Gene War Bonnet often jokes about hotel clerks and restaurants offering him free rooms and food.
They see my name tag and they say, 'You can stay free, Mr. War Bonnet.' I tell them no, I will pay. They say it is an honor because the name is the War Bonnet Hotel, I say no to them again. It is my name.
War Bonnet often talks about how many places he has found over the years that share his last name. Each wants to give War Bonnet special treatment, but his name is an honor for him, not something he flaunts for gifts.
In his travels, War Bonnet found hundreds of businesses which carry his name, but working with his people is where he found the most personal satisfaction. He is the chief of police on the Rosebud Reservation in South Dakota where he is concentrating on building the best tribal police force in all of Indian country.
War Bonnet said he believes the first step toward that goal is setting priorities that will enhance the lives of those who live on the Rosebud Reservation.
I always look forward to seeing our tribe or any tribe to set their priorities ... but so far I have seen none. Cheyenne River don't have it, Lower Brule don't have it; no tribe has a priority goal set for their people. We have to set these priorities for what our goal is.
-=-=-=-=-
*WORK ITEM A*: Reproduce the passage about Gene War Bonnet between "War Bonnet often talks" and "flaunts for gifts.", inclusive.
*WORK ITEM B*: Continue the passage about Gene War Bonnet, starting right after its final sentence.
The material after this point is not needed.

*DATASET ENTRIES*:
-=-=-=-=-
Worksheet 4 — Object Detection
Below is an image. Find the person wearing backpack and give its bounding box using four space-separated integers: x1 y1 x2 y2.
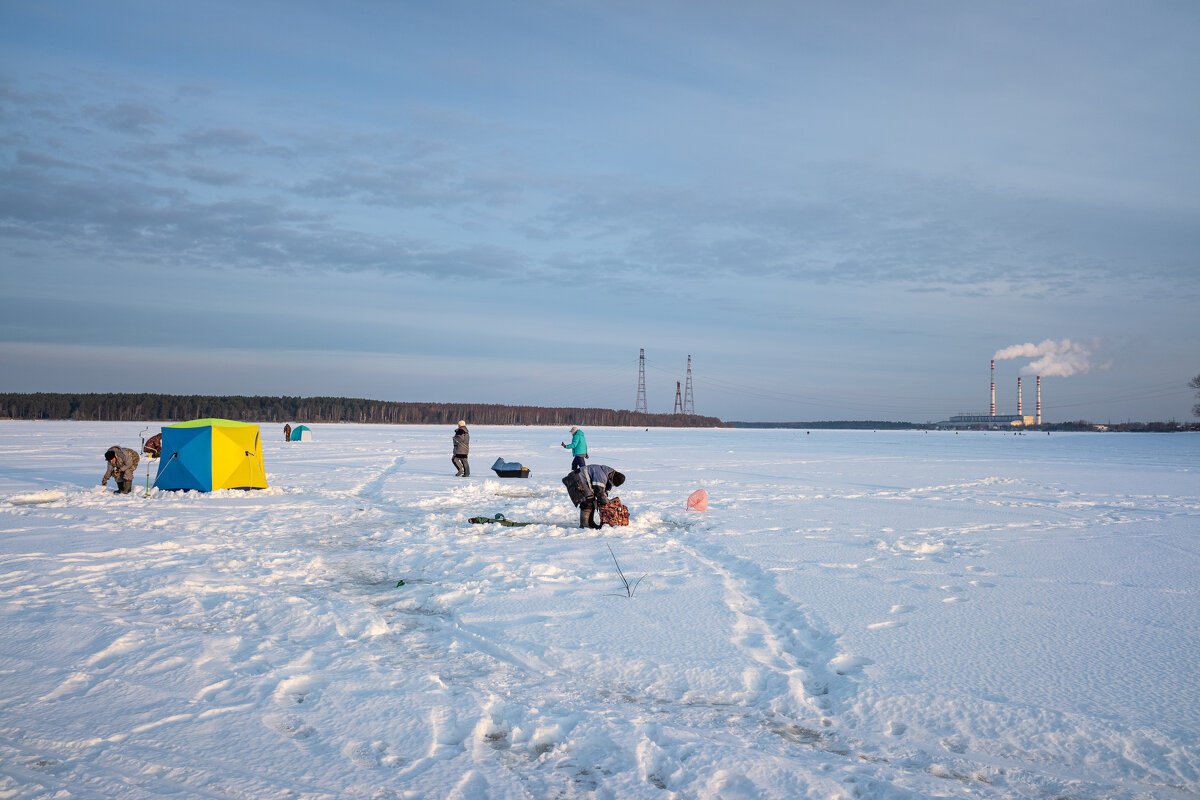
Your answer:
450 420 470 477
-=-=-=-=-
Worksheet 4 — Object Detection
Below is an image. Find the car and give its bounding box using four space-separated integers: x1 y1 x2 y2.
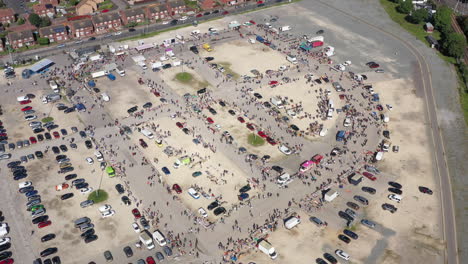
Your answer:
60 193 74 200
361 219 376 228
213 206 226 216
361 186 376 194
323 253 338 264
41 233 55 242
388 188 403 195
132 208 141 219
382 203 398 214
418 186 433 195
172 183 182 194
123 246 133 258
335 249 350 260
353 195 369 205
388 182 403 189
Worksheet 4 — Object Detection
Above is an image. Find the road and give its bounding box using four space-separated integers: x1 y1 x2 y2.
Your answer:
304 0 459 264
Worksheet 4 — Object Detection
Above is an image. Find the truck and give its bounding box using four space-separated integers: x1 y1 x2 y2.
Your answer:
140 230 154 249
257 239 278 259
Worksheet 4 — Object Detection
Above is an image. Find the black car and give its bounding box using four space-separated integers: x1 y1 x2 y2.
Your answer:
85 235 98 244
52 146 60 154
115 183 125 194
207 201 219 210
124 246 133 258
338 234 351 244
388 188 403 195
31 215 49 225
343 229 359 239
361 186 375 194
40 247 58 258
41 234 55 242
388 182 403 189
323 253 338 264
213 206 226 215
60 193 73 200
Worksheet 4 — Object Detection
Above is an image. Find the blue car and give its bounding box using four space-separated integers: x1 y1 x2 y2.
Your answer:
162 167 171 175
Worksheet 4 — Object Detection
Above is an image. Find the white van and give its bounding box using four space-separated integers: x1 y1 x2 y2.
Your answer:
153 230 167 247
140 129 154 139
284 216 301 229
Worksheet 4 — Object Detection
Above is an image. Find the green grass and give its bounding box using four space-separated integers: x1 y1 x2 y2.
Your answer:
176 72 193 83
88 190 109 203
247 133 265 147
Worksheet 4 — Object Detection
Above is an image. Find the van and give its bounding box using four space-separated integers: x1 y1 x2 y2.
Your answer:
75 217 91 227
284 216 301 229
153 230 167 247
-=-=-=-=-
*EXERCISE RESPONSE A*:
War Bonnet often talks about how many places he has found over the years that share his last name. Each wants to give War Bonnet special treatment, but his name is an honor for him, not something he flaunts for gifts.

*EXERCISE RESPONSE B*:
During a recent meeting at Haskell Indian Nations University in Lawrence, Kan., War Bonnet reminisced about his early days in Indian law enforcement and growing up on the reservation.
His stories are a mix of humor and success with a moral for each. When the topic became alcohol and substance abuse in Indian country, War Bonnet remembered his grandfather's philosophy.
My grandpa, before he died, was talking about it when he went before the judge. The judge said, 'When are you ever going to quit drinking?' He said, 'When the white man quits making it. I'll quit drinking when the white-man quits making it.'
The judge asked him what he meant by that and he said, 'Because they make money off us.'
His grandfather was as good as his word, War Bonnet says. The white man didn't quit making it and he didn't quit drinking it. And to this day, they are making it and selling it to the Indian people. They are making more. They charge more near the reservation for wine than they do for whiskey.
War Bonnet understands that they aren't going to quit making it, but if the Indian people quit buying alcohol, it will end the profits liquor distributors and liquor stores get from Indian people. He made a choice not to put money in the pockets of those who profit off of Indian people by not drinking.
Our people didn't make it before the white man came, he said.
War Bonnet knows how rough it is for young people growing up on the reservation and remembered his own youth as hard and hungry.
His father later admitted to his children that he had even had to steal on occasion to put food on the table.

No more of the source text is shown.